* PAGE EXCERPT *
Q: Does Smart Licensing affect the IOS-XE boot sequence?
A: Under Smart Licensing Using Policy, the boot process is not gated by license registration status. The device boots fully and all features remain available regardless of whether CSSM has been contacted or a trust token has been installed. The device simply begins counting down its reporting deadline from first use. This is a significant improvement over pre-SLP Smart Licensing and legacy PAK licensing, where missing or invalid license files could block feature activation at boot time. The trade-off is that the responsibility for compliance shifts entirely to the administrator — there is no automatic enforcement gate to catch unlicensed deployments.
Q: How does Cisco DNA Center communicate with CSSM on behalf of managed devices?
A: DNA Center acts as a licensing proxy and aggregator. It registers itself with CSSM using its own Smart Account credentials and then collects RUM reports from all managed devices through the southbound API channel used for device management. DNA Center batches these reports and submits them to CSSM, then distributes the resulting ACK files back to each individual device. This means individual managed devices do not need any CSSM connectivity of their own when fully managed by DNA Center. The compliance status seen in DNA Center's License Manager UI reflects what CSSM has acknowledged, updated on the next sync cycle.

Saved entries
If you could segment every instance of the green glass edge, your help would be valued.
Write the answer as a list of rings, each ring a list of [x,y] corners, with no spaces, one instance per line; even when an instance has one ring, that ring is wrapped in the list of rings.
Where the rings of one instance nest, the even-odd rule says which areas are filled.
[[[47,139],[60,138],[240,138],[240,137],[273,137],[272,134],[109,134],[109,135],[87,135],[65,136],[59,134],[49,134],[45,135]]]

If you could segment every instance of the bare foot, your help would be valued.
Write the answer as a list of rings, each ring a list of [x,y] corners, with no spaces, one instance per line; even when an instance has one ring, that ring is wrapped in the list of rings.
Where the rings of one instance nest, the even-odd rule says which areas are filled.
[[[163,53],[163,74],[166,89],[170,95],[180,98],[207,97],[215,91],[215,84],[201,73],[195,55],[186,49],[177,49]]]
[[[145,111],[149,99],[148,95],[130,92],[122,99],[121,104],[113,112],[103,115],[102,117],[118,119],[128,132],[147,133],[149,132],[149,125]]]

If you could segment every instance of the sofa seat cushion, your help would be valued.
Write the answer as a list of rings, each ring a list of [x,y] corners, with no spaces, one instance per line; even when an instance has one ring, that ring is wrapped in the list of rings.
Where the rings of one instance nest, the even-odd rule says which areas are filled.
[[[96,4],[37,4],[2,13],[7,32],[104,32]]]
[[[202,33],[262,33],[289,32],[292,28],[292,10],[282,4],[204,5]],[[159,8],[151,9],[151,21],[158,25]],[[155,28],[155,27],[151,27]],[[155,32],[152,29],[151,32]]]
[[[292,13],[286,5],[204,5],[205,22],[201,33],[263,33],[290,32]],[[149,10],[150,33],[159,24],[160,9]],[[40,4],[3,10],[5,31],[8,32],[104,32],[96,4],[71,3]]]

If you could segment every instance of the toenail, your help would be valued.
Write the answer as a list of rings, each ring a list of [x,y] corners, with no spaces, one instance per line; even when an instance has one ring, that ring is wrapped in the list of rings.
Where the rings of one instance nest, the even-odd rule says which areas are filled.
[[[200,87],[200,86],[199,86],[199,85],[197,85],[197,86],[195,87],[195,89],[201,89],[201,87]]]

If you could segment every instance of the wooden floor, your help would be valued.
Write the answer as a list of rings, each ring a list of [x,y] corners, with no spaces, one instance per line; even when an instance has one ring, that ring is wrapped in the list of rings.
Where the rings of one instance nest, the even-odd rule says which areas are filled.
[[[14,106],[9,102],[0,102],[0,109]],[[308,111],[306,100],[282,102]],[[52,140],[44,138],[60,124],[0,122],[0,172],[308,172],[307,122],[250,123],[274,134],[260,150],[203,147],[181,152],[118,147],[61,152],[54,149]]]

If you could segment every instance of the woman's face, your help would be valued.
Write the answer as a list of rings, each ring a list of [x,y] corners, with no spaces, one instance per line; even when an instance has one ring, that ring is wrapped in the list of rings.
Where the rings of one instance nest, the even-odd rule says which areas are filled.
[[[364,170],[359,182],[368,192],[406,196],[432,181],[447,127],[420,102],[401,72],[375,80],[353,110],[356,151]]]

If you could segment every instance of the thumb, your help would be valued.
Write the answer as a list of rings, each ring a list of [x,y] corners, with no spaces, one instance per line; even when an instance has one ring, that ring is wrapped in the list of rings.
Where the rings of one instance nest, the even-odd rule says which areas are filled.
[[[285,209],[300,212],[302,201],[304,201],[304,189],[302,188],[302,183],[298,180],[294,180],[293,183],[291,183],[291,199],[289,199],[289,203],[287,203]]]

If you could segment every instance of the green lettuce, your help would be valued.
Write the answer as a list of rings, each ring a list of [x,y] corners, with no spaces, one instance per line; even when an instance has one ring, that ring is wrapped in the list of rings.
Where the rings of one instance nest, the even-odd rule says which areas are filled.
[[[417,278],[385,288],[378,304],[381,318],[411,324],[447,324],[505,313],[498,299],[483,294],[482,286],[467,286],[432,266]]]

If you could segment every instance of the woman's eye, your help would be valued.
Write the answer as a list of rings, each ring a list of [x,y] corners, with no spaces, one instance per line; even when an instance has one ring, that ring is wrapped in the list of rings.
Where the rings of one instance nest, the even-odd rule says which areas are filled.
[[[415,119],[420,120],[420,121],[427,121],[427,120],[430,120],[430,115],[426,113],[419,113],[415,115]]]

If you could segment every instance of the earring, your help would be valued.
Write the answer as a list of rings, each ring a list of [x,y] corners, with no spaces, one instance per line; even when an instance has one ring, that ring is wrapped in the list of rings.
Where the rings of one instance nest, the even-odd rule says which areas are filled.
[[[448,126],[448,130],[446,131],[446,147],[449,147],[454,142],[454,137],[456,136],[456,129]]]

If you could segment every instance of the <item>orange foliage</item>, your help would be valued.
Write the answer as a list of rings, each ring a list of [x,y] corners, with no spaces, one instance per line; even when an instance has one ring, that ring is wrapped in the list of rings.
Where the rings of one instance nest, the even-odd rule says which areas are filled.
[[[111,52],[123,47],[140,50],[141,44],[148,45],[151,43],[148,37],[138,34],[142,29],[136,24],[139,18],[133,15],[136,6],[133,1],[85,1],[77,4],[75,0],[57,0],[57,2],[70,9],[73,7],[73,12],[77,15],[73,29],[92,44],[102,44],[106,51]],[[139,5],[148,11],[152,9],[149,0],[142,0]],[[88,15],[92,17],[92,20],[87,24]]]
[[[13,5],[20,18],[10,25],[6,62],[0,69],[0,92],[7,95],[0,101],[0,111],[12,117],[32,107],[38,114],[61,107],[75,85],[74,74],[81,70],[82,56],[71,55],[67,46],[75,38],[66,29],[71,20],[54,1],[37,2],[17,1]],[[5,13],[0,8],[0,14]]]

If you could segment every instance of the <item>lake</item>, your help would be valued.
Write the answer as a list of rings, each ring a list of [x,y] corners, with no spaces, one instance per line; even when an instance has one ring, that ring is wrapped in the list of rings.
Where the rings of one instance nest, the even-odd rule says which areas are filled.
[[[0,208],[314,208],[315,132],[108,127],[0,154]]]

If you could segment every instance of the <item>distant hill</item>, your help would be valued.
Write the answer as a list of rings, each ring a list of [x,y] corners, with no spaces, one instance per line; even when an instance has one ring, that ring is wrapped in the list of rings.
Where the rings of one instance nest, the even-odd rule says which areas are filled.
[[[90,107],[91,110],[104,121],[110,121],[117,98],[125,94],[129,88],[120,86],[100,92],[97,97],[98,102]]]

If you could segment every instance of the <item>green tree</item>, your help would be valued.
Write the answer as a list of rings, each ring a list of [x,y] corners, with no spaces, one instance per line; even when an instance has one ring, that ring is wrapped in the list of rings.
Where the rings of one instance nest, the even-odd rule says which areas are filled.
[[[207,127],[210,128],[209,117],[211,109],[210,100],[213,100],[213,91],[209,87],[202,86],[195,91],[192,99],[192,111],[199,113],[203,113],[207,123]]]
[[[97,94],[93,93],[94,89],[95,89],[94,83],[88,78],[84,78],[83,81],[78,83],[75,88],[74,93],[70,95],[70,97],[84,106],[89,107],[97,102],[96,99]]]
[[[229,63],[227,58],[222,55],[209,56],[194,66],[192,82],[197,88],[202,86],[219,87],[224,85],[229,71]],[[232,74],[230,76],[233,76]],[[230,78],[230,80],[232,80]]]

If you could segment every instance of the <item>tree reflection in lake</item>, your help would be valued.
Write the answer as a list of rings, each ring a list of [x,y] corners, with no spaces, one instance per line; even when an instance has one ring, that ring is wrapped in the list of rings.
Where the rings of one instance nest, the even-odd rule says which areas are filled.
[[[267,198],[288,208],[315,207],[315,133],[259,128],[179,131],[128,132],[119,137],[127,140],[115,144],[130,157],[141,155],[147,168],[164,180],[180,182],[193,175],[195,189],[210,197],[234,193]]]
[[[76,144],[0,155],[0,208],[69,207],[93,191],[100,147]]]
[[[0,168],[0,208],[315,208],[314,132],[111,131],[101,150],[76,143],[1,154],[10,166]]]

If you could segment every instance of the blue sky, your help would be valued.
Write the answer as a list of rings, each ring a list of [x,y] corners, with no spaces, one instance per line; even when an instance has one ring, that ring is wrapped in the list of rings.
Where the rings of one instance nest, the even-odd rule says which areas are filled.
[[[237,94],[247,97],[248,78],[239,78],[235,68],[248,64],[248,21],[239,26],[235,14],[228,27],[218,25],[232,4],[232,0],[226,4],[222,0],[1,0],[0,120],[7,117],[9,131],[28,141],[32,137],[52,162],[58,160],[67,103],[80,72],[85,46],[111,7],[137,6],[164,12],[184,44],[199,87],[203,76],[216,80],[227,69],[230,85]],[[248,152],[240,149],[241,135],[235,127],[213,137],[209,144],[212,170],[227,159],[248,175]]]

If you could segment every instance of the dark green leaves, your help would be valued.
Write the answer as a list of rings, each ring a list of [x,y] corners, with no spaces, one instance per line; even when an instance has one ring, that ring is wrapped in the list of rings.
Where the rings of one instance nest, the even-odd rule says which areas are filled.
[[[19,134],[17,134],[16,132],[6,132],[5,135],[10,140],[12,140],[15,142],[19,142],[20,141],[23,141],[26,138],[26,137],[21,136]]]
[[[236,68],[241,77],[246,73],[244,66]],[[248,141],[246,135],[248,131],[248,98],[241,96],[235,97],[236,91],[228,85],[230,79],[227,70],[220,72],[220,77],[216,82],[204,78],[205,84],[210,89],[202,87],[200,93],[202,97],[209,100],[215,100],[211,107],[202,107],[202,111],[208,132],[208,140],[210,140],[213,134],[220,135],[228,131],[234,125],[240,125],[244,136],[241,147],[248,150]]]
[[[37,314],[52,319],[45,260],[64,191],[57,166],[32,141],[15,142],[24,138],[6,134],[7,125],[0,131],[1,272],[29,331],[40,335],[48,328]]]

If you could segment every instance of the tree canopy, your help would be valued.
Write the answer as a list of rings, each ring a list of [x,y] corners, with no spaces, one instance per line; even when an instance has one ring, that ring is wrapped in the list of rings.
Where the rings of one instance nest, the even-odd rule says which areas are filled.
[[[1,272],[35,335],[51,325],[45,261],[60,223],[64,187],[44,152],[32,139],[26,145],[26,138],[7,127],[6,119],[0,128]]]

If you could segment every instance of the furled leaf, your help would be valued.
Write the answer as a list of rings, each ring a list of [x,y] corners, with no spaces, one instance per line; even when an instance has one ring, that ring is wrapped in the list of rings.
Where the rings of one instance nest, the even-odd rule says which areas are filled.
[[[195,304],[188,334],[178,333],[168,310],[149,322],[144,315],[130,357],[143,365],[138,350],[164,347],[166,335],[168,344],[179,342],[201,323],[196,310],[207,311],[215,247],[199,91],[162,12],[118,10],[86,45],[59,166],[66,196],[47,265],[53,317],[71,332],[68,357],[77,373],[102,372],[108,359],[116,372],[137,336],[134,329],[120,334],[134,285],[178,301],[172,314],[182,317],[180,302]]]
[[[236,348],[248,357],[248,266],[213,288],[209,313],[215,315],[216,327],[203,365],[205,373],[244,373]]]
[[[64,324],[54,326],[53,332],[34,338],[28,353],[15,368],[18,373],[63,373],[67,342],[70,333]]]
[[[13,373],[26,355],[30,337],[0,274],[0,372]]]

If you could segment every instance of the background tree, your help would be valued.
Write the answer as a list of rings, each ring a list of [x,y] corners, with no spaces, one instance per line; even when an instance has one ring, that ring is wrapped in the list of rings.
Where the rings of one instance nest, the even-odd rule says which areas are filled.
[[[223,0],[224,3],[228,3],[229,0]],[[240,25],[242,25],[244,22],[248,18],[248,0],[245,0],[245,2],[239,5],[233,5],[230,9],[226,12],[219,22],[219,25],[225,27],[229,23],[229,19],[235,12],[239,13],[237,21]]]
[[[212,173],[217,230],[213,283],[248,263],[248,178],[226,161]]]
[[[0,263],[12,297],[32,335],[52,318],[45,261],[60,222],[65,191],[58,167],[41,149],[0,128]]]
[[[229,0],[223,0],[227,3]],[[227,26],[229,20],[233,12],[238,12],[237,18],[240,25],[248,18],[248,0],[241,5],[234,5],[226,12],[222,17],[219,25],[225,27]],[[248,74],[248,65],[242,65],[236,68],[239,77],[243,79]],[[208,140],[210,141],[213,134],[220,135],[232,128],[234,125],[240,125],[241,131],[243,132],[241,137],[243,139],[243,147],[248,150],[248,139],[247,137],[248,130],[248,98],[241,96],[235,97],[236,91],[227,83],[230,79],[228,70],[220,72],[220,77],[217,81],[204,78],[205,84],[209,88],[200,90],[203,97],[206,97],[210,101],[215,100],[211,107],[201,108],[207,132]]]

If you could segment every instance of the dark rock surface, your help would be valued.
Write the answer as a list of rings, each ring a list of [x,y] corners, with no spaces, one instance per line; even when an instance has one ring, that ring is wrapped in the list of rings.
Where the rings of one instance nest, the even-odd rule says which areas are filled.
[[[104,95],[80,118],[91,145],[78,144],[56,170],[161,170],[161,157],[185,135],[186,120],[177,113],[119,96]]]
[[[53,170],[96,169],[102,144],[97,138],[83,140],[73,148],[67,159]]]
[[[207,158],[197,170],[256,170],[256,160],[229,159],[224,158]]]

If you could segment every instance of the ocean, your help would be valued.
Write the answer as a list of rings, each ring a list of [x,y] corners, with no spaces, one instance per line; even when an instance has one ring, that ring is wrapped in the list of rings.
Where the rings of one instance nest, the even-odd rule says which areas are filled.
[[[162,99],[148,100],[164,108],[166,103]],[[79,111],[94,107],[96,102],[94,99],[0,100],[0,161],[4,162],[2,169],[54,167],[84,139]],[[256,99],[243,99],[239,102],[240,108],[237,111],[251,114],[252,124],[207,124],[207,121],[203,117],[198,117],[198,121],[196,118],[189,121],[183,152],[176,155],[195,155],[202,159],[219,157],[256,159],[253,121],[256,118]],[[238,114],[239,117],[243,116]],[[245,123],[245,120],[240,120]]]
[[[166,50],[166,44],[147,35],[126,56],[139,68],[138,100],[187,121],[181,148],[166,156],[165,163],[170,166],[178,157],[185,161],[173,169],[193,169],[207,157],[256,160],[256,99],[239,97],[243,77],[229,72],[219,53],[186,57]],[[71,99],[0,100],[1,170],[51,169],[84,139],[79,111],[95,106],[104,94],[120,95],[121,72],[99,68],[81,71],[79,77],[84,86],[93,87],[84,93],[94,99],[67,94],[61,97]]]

* PROBLEM REQUIREMENTS *
Extend the Cisco Smart Licensing Q&A from the point where it stops.

* TASK RESULT *
Q: What is the difference between classic Smart Licensing and Smart Licensing Using Policy (SLP)?
A: Classic Smart Licensing (used in IOS-XE 16.x through 17.2) required devices to actively register with CSSM and receive an authorization certificate before licensed features could be used. The registration had to be renewed periodically or features would be restricted. Smart Licensing Using Policy (SLP), introduced in IOS-XE 17.3.2+, eliminates the registration and upfront authorization requirement entirely. Devices operate freely from boot and only need to report usage at defined intervals. The policy governing enforcement behavior — including what happens if reporting deadlines are missed — is embedded directly in the software and entitlement, rather than being enforced through a registration gate. SLP is more resilient to CSSM outages and dramatically simplifies device onboarding.
Q: Can I use CSLU (Cisco Smart License Utility) on a Linux management server?
A: As of current Cisco documentation, CSLU is officially supported on Windows only and is distributed as a Windows executable. For Linux-centric management environments, the recommended alternative is SSM On-Premises, which is distributed as a KVM or VMware OVA and runs on standard Linux-based hypervisors. Some teams work around the CSLU limitation by running a lightweight Windows VM in a dedicated management VLAN at 10.10.10.0/24 solely for the purpose of running CSLU, which then forwards reports upstream to CSSM cloud. If your environment already has SSM On-Prem, CSLU adds little value and SSM On-Prem should be preferred.
Q: How do I handle Smart Licensing during an RMA device swap?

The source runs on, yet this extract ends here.